Begin Extracted text
Falling national student demand affects modern languages

Issue date: 23 June 2009

University of the West of England Despite application rates at the University of the West of England being up 14% and excellent rated teaching quality in modern languages, UWE has received only 39 acceptances for degrees in modern language provision this year.

The low student numbers over the years and the need to provide wide provision has meant UWE has had to subsidise language provision by around £1m annually at the expense of other student and course investment.

UWE will be ceasing recruitment to three half degrees in French, Spanish and Chinese Studies, but maintaining its popular provision in Linguistics, English Language and at masters level, Translation, where student demand is buoyant and the research record strong. The changes follow a 12 month comprehensive review process involving external and internal staff, discussions at Academic Board and the Board of Governors and taking into account student numbers over the last 3 years.

Current students on closing half degrees will be fully supported for the remainder of their studies and the decision to stop 2009 intakes will not impact on their studies or the value of their UWE Degree.

Admissions have made personal contact with each of the 39 prospective students who were interested in UWE and studying languages. Of these 29 are interested in alternative study options at UWE. The others have still to decide or are pursuing their studies at their insurance choice. In all cases UWE is committed to supporting them to find the best option for their future studies.

Professor Steve West, Vice-Chancellor said, “I do not believe we are in the same position as other universities since we have had the financial resources and managed to scale back over the years thus pre-empting large scale cuts in provision. The only way we can protect jobs is to keep ahead of changes in the marketplace.”

“The University still regard languages as important, especially in an international employment environment where graduates will have to have an understanding of other languages and cultures. Language provision, adapted to student demand, will continue at UWE for those students on UWE's other undergraduate and postgraduate courses wishing to have a language to help them be more employable.
End Extracted text
Begin Information provided
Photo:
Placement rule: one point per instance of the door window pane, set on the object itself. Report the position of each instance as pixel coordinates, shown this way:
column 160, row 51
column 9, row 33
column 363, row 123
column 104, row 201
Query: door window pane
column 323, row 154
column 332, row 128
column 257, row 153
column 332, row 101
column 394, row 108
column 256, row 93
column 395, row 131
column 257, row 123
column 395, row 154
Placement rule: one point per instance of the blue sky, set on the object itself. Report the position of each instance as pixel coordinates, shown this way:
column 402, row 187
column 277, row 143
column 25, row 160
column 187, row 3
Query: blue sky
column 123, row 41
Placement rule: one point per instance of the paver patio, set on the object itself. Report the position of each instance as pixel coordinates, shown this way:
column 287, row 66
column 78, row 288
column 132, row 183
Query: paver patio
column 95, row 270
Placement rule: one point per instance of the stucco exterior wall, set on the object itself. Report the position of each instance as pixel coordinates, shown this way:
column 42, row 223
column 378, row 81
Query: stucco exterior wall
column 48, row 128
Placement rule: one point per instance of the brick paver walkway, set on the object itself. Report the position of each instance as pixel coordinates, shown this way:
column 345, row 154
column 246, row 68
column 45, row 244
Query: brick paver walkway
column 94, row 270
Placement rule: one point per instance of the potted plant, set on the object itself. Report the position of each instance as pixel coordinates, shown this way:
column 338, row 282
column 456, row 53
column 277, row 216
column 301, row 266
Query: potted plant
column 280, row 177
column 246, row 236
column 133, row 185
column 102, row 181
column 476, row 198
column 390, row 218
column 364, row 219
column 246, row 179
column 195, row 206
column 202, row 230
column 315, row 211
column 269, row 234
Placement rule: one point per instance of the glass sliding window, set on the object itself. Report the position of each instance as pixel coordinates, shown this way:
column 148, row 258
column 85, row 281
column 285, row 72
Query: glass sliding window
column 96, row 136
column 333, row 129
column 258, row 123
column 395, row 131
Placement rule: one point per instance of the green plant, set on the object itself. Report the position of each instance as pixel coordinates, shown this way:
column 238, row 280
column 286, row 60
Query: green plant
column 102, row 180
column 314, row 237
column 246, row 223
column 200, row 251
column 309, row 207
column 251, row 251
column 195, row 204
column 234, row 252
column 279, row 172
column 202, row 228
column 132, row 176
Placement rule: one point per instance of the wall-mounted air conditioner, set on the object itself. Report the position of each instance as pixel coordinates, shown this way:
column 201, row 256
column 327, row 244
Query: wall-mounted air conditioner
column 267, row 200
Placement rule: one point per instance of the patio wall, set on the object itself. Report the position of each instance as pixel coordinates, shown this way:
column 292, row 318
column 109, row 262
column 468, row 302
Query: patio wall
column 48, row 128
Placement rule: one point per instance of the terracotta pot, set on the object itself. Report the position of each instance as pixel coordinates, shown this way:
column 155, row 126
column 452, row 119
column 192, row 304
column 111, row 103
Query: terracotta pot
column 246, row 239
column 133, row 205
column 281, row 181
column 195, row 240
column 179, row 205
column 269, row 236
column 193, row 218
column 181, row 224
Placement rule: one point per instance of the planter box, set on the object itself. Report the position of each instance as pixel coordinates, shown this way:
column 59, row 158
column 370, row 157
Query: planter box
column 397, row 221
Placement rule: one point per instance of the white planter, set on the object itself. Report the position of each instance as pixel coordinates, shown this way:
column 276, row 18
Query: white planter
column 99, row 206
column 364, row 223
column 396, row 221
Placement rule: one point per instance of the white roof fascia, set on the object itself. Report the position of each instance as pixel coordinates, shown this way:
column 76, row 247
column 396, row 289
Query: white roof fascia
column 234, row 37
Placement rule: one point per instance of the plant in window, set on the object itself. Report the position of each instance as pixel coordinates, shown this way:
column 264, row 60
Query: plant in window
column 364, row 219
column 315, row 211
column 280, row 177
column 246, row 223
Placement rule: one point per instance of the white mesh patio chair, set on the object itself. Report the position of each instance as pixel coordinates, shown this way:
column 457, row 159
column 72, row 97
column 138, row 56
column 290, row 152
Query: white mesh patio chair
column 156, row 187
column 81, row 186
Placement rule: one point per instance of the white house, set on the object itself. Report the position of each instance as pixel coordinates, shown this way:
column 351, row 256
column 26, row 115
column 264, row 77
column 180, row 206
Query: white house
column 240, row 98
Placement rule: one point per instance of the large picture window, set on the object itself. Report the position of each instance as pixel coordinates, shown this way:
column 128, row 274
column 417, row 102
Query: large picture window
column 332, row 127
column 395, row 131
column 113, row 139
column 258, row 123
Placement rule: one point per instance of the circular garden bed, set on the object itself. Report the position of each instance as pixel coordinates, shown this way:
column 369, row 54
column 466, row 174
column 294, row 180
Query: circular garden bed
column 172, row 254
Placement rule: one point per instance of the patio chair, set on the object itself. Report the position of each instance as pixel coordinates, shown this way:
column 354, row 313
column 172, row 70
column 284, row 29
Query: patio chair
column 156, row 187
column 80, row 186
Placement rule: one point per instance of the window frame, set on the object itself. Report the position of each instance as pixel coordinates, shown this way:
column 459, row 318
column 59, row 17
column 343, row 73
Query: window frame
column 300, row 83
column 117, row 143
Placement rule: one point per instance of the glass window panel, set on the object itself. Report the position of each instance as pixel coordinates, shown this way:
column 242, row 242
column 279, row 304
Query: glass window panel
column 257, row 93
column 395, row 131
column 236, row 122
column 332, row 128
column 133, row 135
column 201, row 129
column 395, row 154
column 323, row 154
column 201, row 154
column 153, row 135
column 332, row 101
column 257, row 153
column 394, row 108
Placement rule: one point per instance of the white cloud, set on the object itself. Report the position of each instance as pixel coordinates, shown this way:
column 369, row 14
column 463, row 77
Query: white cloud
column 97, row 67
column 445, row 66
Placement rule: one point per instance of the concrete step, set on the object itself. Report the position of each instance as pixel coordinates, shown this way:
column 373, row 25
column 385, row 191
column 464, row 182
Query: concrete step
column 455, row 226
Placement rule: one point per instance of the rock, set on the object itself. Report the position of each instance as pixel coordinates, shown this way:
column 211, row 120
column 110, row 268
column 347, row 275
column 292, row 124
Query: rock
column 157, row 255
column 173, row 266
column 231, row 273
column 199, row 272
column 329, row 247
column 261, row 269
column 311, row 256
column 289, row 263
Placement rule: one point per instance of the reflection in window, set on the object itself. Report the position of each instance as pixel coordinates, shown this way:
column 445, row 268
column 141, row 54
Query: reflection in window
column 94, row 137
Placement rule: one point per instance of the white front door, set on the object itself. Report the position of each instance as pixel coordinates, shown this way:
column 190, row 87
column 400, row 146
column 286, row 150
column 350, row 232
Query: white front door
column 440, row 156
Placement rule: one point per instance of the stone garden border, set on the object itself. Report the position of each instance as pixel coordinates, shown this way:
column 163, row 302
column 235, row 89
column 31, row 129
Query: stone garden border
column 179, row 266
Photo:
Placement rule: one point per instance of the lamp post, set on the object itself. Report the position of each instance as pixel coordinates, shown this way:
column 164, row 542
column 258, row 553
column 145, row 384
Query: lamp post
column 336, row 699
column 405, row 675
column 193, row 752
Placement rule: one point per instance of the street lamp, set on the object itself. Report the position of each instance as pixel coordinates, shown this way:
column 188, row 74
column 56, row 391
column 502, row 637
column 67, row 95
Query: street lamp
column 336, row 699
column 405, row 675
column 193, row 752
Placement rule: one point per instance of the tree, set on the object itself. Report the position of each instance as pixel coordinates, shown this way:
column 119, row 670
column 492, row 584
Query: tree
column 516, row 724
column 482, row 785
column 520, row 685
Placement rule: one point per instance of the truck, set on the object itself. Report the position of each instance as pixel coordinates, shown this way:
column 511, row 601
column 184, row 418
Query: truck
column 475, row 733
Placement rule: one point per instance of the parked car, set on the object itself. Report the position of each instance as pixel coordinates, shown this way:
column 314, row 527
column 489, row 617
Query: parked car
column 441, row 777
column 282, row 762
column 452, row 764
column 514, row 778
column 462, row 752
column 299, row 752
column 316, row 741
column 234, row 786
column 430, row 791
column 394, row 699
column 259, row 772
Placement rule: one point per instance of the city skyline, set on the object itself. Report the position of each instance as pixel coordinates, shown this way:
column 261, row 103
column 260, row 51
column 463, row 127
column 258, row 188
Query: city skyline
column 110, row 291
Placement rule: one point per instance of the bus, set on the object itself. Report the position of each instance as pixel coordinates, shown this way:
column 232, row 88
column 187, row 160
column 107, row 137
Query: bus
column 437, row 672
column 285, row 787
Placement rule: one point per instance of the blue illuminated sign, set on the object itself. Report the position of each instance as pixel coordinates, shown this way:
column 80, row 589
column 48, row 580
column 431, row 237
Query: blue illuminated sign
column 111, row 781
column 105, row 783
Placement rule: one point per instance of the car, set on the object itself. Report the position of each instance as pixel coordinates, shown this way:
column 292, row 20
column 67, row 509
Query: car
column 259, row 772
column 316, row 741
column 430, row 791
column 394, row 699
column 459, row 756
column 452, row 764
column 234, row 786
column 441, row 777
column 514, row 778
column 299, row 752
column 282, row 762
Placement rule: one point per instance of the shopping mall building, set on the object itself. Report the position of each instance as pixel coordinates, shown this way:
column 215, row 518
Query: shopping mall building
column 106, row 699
End Information provided
:: Requirements ::
**a)** In the press release on falling demand for modern languages at UWE, roughly how much has the university spent each year to subsidize language provision?
**b)** List every half degree that the UWE modern languages press release says will stop recruiting.
**c)** Write the next part of the press release on UWE's modern languages provision, picking up after its final sentence.

:: Responses in order ::
**a)** Around £1m annually.

**b)** French, Spanish, Chinese Studies

**c)**
“It is important that universities acknowledge the need to continually review and refresh their academic offer. We will need to continually balance new growth against potential decline in areas where the market is failing. The University and Higher Education in general is moving into very challenging times and we will need to be very market and customer aware if we are to enhance and develop the University.

“We are still committed to the values and importance of languages. It is just that there are too few students who wish to study languages in their current form nationally and regionally. Our commitment to direct support for schools is to address this at the root of the problem and get more students interested in languages. Currently there is too much supply in degree language teaching relative to the numbers that wish to study it at degree level. We are continuing to offer language teaching for all our students. We are also continuing to support interest in languages within local and regional schools.”

The University has seen a dramatic rise in student applications this year for language teaching with nearly 100 applications for primary and secondary language teaching courses.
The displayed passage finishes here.